A sepoy became a non-commissioned officer after twenty years of service and a commissioned officer at the age of about fifty-five. The highest post that he could reach was that of Subedar-Major or Risaldar-Major. Such unfavorable terms of service found neither evoke loyalty nor produce any sense of discipline in the sepoy army. Sir Henry Lawrence had the foresight to strike a note of warning against this system. “The question is only whether justice is to be gracefully conceded or violently seized.”


The high caste Brahmanas and Rajputs of Avadh, North-Western provinces and Bihar (present Uttar Pradesh and Bihar) who were recruited in large numbers to the Bengal army, were very particular in observing their caste rules and regulations. Even while camping they would have their own separate cooking pots and lotas. When, during the Sikh Wars, Sir Harry Smith lost his baggage and the three regiments under his command lost their lotas and cooking pots, the sepoys preferred to remain hungry for twenty-four hours rather than partake of the meals prepared by men of  castes.

▶ **AIM**:
Resume the passage on the sepoys of the Bengal army, picking up after its last sentence.

▶ **DATA SHOWN**:

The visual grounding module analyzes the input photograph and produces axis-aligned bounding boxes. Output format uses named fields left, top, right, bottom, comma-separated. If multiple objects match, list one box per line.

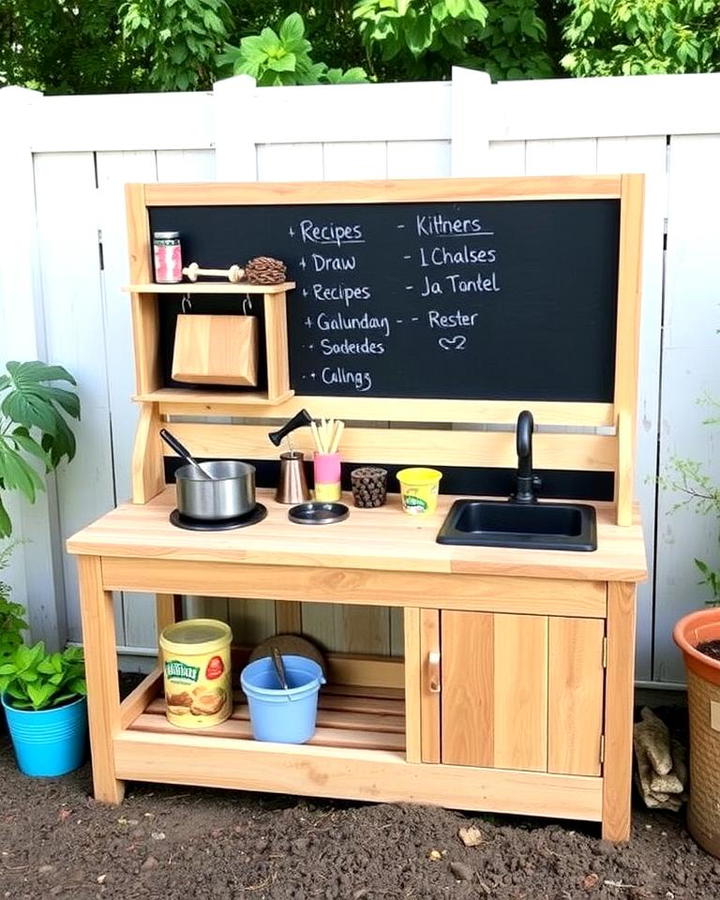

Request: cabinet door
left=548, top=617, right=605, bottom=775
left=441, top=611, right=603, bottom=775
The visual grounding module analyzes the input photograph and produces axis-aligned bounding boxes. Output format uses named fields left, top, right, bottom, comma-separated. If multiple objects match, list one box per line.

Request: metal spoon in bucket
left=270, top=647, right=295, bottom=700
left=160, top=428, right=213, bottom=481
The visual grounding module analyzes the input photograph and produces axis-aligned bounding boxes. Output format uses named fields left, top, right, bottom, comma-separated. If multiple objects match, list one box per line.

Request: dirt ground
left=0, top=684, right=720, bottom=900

▶ **RESPONSE FOR THIS EXERCISE**:
       3. SERVICE RULES :

In 1824, the 47th Regiment refused to serve in Burma and was disbanded. Again, the 38th Regiment refused to serve in Burma in 1852. The sepoys particularly objected the passing in 1856 of the General Service Enlistment Act by which every recruit had to serve wherever required and not in India alone. They also resented the government order which stopped the practice of sepoys being invalidated after fifteen years service. 

According to the new rule,  a sepoy was not permitted to retire on invalid pension but was retained with the colours and employed on ordinary cantonment duty. The sepoy had thus to serve in the army for a longer period and, if necessary outside India. These two fundamental changes in the rules of recruitment created sharp discontent.


British historians have expressed the view that one of the causes of the Great Revolt of 1857 was the disparity in numbers between European and Indian troops (2,33,000) Indian and 45,322 British soldiers and the faulty distribution of troops. They have pointed out that Delhi and Allahabad were held by sepoys and except for some British troops at Danapur, there were no British soldiers between Allahabad and Calcutta. It is true that the disparity in numbers and the faulty deployment of troops facilitated the spread of the Revolt, but then this could hardly be regarded as one of its causes. The main impulse for the revolt sprang from the growing momentum of discontent.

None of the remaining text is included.